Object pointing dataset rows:
»»

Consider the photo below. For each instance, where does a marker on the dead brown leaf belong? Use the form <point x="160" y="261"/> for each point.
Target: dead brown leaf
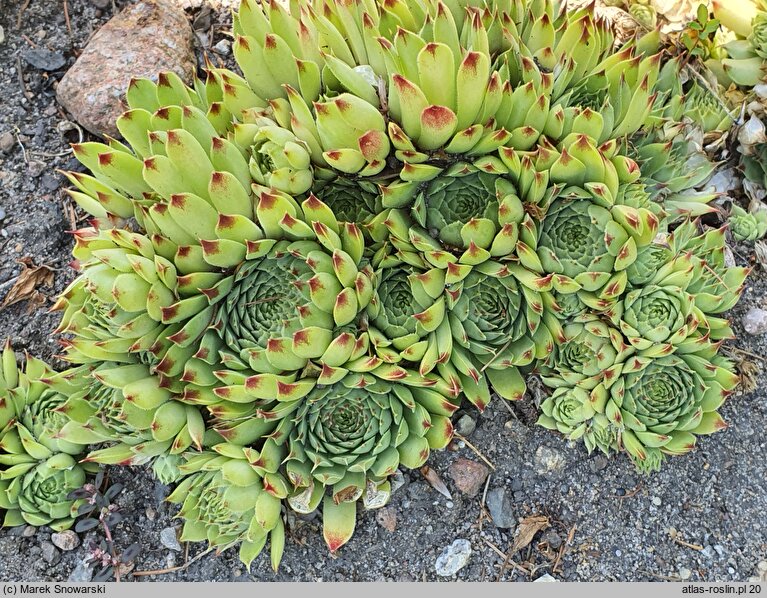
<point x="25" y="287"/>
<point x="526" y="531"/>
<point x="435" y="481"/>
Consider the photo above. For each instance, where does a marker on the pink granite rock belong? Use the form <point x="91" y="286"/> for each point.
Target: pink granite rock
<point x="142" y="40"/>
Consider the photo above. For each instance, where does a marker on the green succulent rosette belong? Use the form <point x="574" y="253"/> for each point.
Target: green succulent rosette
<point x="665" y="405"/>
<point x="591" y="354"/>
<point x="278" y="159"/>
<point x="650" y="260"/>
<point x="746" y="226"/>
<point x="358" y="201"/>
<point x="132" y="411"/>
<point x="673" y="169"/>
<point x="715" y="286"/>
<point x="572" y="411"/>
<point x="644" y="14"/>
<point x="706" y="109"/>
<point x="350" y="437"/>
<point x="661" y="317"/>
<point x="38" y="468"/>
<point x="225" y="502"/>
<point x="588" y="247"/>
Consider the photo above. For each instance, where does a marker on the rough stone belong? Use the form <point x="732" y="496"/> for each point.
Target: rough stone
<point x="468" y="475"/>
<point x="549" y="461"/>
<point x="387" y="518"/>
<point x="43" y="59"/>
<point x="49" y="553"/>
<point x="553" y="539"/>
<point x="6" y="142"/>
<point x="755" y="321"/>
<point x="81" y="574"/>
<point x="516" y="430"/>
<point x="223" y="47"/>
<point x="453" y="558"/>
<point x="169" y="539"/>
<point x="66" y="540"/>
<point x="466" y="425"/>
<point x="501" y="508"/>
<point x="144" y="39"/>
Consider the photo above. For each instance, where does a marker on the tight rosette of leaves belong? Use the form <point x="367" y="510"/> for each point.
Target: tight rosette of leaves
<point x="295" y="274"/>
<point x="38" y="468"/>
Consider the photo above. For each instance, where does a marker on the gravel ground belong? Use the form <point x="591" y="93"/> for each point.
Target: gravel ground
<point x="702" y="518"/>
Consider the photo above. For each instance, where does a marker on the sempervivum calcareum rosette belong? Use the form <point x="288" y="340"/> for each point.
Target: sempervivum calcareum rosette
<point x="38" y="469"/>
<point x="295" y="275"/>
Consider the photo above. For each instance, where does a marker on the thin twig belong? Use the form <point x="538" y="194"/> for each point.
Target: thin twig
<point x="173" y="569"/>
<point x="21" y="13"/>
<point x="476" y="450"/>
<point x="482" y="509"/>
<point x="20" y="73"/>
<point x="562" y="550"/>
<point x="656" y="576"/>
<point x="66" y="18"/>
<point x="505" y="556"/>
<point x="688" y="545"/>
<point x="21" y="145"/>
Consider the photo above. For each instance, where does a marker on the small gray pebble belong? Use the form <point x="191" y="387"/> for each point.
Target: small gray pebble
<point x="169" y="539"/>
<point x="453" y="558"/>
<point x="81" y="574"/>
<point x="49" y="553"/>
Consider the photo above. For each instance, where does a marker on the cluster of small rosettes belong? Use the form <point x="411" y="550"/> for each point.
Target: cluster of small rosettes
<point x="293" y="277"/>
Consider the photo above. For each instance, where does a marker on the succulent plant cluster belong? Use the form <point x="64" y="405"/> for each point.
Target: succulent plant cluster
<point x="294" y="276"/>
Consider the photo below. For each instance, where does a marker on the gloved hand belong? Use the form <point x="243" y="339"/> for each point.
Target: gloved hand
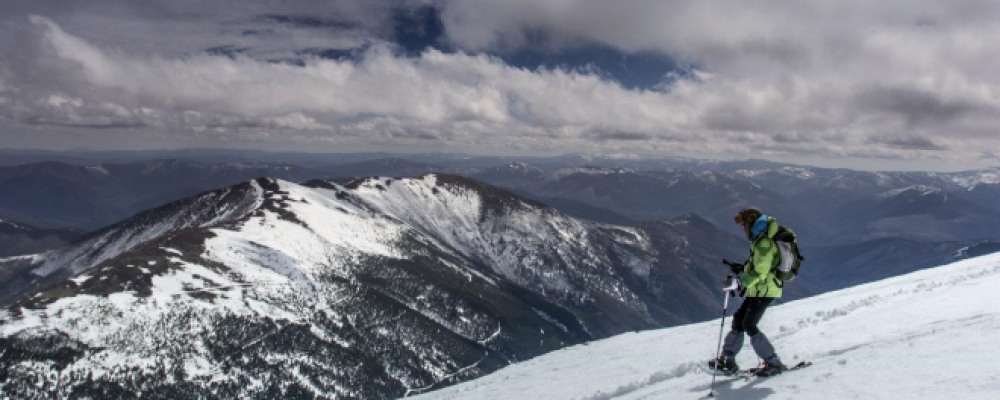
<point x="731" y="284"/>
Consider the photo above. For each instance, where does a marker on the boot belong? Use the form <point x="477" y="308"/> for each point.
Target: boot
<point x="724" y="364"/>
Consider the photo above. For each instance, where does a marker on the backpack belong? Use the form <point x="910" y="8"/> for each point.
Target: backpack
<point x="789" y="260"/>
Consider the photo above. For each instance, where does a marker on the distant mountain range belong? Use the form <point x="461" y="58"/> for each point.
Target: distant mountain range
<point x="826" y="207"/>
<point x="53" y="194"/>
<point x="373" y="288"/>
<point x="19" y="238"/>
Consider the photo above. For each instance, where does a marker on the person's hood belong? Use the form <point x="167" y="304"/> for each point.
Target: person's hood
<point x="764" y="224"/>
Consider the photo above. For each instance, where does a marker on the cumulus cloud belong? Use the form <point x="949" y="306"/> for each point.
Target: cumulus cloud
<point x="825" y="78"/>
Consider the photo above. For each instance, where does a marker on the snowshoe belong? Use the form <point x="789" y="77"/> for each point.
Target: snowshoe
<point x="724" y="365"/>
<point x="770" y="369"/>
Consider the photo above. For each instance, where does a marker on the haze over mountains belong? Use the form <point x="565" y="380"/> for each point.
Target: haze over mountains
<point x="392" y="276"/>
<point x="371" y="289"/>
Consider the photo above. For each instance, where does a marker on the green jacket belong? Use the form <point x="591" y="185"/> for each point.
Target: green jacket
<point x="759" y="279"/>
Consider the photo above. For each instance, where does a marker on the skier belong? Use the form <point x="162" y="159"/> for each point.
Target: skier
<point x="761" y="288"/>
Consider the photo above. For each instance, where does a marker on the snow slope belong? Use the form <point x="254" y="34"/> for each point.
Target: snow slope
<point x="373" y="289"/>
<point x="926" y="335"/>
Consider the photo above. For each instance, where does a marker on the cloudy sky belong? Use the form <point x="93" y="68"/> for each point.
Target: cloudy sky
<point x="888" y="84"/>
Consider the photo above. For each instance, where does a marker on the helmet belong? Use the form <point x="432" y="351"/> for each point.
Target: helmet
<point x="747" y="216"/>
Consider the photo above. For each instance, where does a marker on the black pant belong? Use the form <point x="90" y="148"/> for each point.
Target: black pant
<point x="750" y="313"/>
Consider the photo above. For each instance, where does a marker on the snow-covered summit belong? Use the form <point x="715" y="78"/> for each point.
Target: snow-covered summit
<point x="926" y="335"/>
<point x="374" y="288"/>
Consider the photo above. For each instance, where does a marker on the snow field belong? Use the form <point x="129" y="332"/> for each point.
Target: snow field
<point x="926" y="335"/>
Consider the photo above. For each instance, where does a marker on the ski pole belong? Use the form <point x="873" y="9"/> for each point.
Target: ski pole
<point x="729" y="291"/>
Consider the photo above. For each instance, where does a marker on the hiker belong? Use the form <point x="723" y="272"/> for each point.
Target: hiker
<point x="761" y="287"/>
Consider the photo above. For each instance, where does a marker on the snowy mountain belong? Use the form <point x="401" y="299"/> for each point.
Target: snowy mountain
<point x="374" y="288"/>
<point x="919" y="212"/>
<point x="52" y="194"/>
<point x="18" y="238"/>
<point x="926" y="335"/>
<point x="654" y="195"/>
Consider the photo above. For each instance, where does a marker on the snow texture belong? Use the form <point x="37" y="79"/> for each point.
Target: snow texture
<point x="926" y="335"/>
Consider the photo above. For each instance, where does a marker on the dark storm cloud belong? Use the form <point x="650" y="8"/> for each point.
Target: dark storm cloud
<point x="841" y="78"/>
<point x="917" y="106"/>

««

Exercise aim: Convert every line of the material above into a JSON list of strings, one string per line, omitting blank lines and the pictures.

Answer to the problem:
[
  "Consider the photo below. For each instance, where does a marker on the dead brown leaf belong? Use the form <point x=\"160\" y=\"261\"/> for each point.",
  "Target: dead brown leaf",
  "<point x=\"25\" y=\"287\"/>",
  "<point x=\"526\" y=\"531\"/>",
  "<point x=\"435\" y=\"481\"/>",
  "Consider the photo above. For each instance, where does a marker on the pink granite rock belong? Use the form <point x=\"91\" y=\"286\"/> for each point.",
  "Target: pink granite rock",
  "<point x=\"142\" y=\"40\"/>",
  "Consider the photo above. For each instance, where does a marker on the green succulent rosette belong? Use the form <point x=\"574\" y=\"253\"/> for each point.",
  "Target: green succulent rosette",
  "<point x=\"665\" y=\"405\"/>",
  "<point x=\"591\" y=\"354\"/>",
  "<point x=\"278\" y=\"159\"/>",
  "<point x=\"650\" y=\"260\"/>",
  "<point x=\"746\" y=\"226\"/>",
  "<point x=\"358\" y=\"201\"/>",
  "<point x=\"132\" y=\"411\"/>",
  "<point x=\"673\" y=\"169\"/>",
  "<point x=\"715\" y=\"286\"/>",
  "<point x=\"572\" y=\"411\"/>",
  "<point x=\"644\" y=\"14\"/>",
  "<point x=\"706\" y=\"109\"/>",
  "<point x=\"350\" y=\"437\"/>",
  "<point x=\"661\" y=\"317\"/>",
  "<point x=\"38\" y=\"468\"/>",
  "<point x=\"225\" y=\"502\"/>",
  "<point x=\"588\" y=\"247\"/>",
  "Consider the photo above. For each instance, where does a marker on the rough stone belong? Use the form <point x=\"732\" y=\"496\"/> for each point.",
  "Target: rough stone",
  "<point x=\"468\" y=\"475\"/>",
  "<point x=\"549\" y=\"461\"/>",
  "<point x=\"387\" y=\"518\"/>",
  "<point x=\"43\" y=\"59\"/>",
  "<point x=\"49\" y=\"553\"/>",
  "<point x=\"553\" y=\"539\"/>",
  "<point x=\"6\" y=\"142\"/>",
  "<point x=\"755\" y=\"321\"/>",
  "<point x=\"81\" y=\"574\"/>",
  "<point x=\"516\" y=\"430\"/>",
  "<point x=\"223\" y=\"47\"/>",
  "<point x=\"453\" y=\"558\"/>",
  "<point x=\"169\" y=\"539\"/>",
  "<point x=\"66\" y=\"540\"/>",
  "<point x=\"466\" y=\"425\"/>",
  "<point x=\"501\" y=\"508\"/>",
  "<point x=\"144\" y=\"39\"/>",
  "Consider the photo above. For each instance, where does a marker on the tight rosette of leaves belong? Use the form <point x=\"367\" y=\"510\"/> for each point.",
  "Target: tight rosette of leaves",
  "<point x=\"295\" y=\"274\"/>",
  "<point x=\"38\" y=\"468\"/>",
  "Consider the photo above. For each instance, where does a marker on the gravel ground belong? Use the form <point x=\"591\" y=\"93\"/> for each point.",
  "Target: gravel ground",
  "<point x=\"702\" y=\"518\"/>",
  "Consider the photo above. For each instance, where does a marker on the sempervivum calcareum rosette belong? Use the form <point x=\"288\" y=\"340\"/> for each point.",
  "Target: sempervivum calcareum rosette",
  "<point x=\"38\" y=\"469\"/>",
  "<point x=\"295\" y=\"275\"/>",
  "Consider the photo above. For each instance, where does a marker on the thin twig belong? Use the form <point x=\"538\" y=\"194\"/> for each point.",
  "Target: thin twig",
  "<point x=\"173\" y=\"569\"/>",
  "<point x=\"21\" y=\"13\"/>",
  "<point x=\"476\" y=\"450\"/>",
  "<point x=\"482\" y=\"509\"/>",
  "<point x=\"20\" y=\"73\"/>",
  "<point x=\"562\" y=\"550\"/>",
  "<point x=\"656\" y=\"576\"/>",
  "<point x=\"66\" y=\"18\"/>",
  "<point x=\"505\" y=\"556\"/>",
  "<point x=\"688\" y=\"545\"/>",
  "<point x=\"21\" y=\"145\"/>",
  "Consider the photo above. For each instance, where does a marker on the small gray pebble belong? Use the form <point x=\"191\" y=\"387\"/> for each point.",
  "Target: small gray pebble",
  "<point x=\"169\" y=\"539\"/>",
  "<point x=\"453\" y=\"558\"/>",
  "<point x=\"81\" y=\"574\"/>",
  "<point x=\"49\" y=\"553\"/>",
  "Consider the photo above. For each instance, where does a marker on the cluster of small rosettes belong? Use the form <point x=\"411\" y=\"550\"/> for each point.",
  "Target: cluster of small rosettes",
  "<point x=\"293\" y=\"277\"/>",
  "Consider the photo above. For each instance, where does a marker on the succulent plant cluster belong? Use the form <point x=\"64\" y=\"405\"/> for each point.",
  "Target: succulent plant cluster",
  "<point x=\"294\" y=\"276\"/>",
  "Consider the photo below. For each instance, where does a marker on the gloved hand belong? Use the form <point x=\"243\" y=\"339\"/> for each point.",
  "Target: gloved hand",
  "<point x=\"731\" y=\"284\"/>",
  "Consider the photo above. For each instance, where does a marker on the boot belong? Use the form <point x=\"477\" y=\"308\"/> for each point.",
  "Target: boot",
  "<point x=\"724\" y=\"364\"/>",
  "Consider the photo above. For each instance, where does a marker on the backpack belong? Use the form <point x=\"910\" y=\"8\"/> for each point.",
  "Target: backpack",
  "<point x=\"789\" y=\"260\"/>",
  "Consider the photo above. For each instance, where does a marker on the distant mountain range belong? Use the form <point x=\"461\" y=\"58\"/> for each point.",
  "Target: distant mountain range",
  "<point x=\"826\" y=\"207\"/>",
  "<point x=\"53\" y=\"194\"/>",
  "<point x=\"373\" y=\"288\"/>",
  "<point x=\"19\" y=\"238\"/>",
  "Consider the photo above. For each instance, where does a marker on the person's hood belong? Use the form <point x=\"167\" y=\"304\"/> for each point.",
  "Target: person's hood",
  "<point x=\"764\" y=\"224\"/>",
  "Consider the photo above. For each instance, where does a marker on the cumulus cloud belong? Use the form <point x=\"949\" y=\"306\"/> for each point.",
  "Target: cumulus cloud",
  "<point x=\"825\" y=\"78\"/>",
  "Consider the photo above. For each instance, where does a marker on the snowshoe belong? Use the form <point x=\"789\" y=\"77\"/> for each point.",
  "Target: snowshoe",
  "<point x=\"724\" y=\"365\"/>",
  "<point x=\"770\" y=\"369\"/>",
  "Consider the photo above. For each instance, where does a marker on the haze over mountains belong? Use the form <point x=\"565\" y=\"380\"/> for each point.",
  "Target: haze over mountains",
  "<point x=\"392\" y=\"276\"/>",
  "<point x=\"371\" y=\"289\"/>",
  "Consider the photo above. For each instance, where does a marker on the green jacket belong? Use the form <point x=\"591\" y=\"185\"/> for each point.",
  "Target: green jacket",
  "<point x=\"759\" y=\"279\"/>",
  "Consider the photo above. For each instance, where does a marker on the skier belong? Use the form <point x=\"162\" y=\"159\"/> for each point.",
  "Target: skier",
  "<point x=\"761\" y=\"288\"/>",
  "Consider the photo above. For each instance, where does a marker on the snow slope belong? Use the form <point x=\"254\" y=\"34\"/> for each point.",
  "Target: snow slope",
  "<point x=\"373\" y=\"289\"/>",
  "<point x=\"926\" y=\"335\"/>",
  "Consider the photo above. For each instance, where does a marker on the cloudy sky belong? Use the form <point x=\"93\" y=\"68\"/> for each point.",
  "Target: cloudy sky",
  "<point x=\"888\" y=\"84\"/>",
  "Consider the photo above. For each instance, where does a marker on the helmet belong? Use the form <point x=\"432\" y=\"351\"/> for each point.",
  "Target: helmet",
  "<point x=\"747\" y=\"216\"/>",
  "Consider the photo above. For each instance, where does a marker on the black pant belong? Use the form <point x=\"90\" y=\"148\"/> for each point.",
  "Target: black pant",
  "<point x=\"750\" y=\"313\"/>",
  "Consider the photo above. For each instance, where does a marker on the snow-covered summit belong? Use the form <point x=\"715\" y=\"78\"/> for each point.",
  "Target: snow-covered summit",
  "<point x=\"926\" y=\"335\"/>",
  "<point x=\"374\" y=\"288\"/>",
  "Consider the photo above. For each instance, where does a marker on the snow field belong? Use the form <point x=\"129\" y=\"332\"/> for each point.",
  "Target: snow field",
  "<point x=\"926\" y=\"335\"/>",
  "Consider the photo above. For each instance, where does a marker on the ski pole belong? Use the form <point x=\"873\" y=\"9\"/> for each point.",
  "Target: ski pole",
  "<point x=\"729\" y=\"291\"/>",
  "Consider the photo above. For each instance, where does a marker on the hiker belong? Use the form <point x=\"723\" y=\"272\"/> for each point.",
  "Target: hiker",
  "<point x=\"761\" y=\"287\"/>",
  "Consider the photo above. For each instance, where does a marker on the snowy mountain belong? Use the form <point x=\"401\" y=\"299\"/> for each point.",
  "Target: snowy mountain",
  "<point x=\"374\" y=\"288\"/>",
  "<point x=\"919\" y=\"212\"/>",
  "<point x=\"52\" y=\"194\"/>",
  "<point x=\"18\" y=\"238\"/>",
  "<point x=\"926\" y=\"335\"/>",
  "<point x=\"654\" y=\"195\"/>",
  "Consider the photo above. For each instance, where does a marker on the snow texture belong? Use the form <point x=\"37\" y=\"79\"/> for each point.",
  "Target: snow texture",
  "<point x=\"926\" y=\"335\"/>",
  "Consider the photo above. For each instance, where does a marker on the dark storm cloud belong? Use the form <point x=\"650\" y=\"8\"/> for each point.",
  "Target: dark storm cloud",
  "<point x=\"841\" y=\"78\"/>",
  "<point x=\"917\" y=\"106\"/>"
]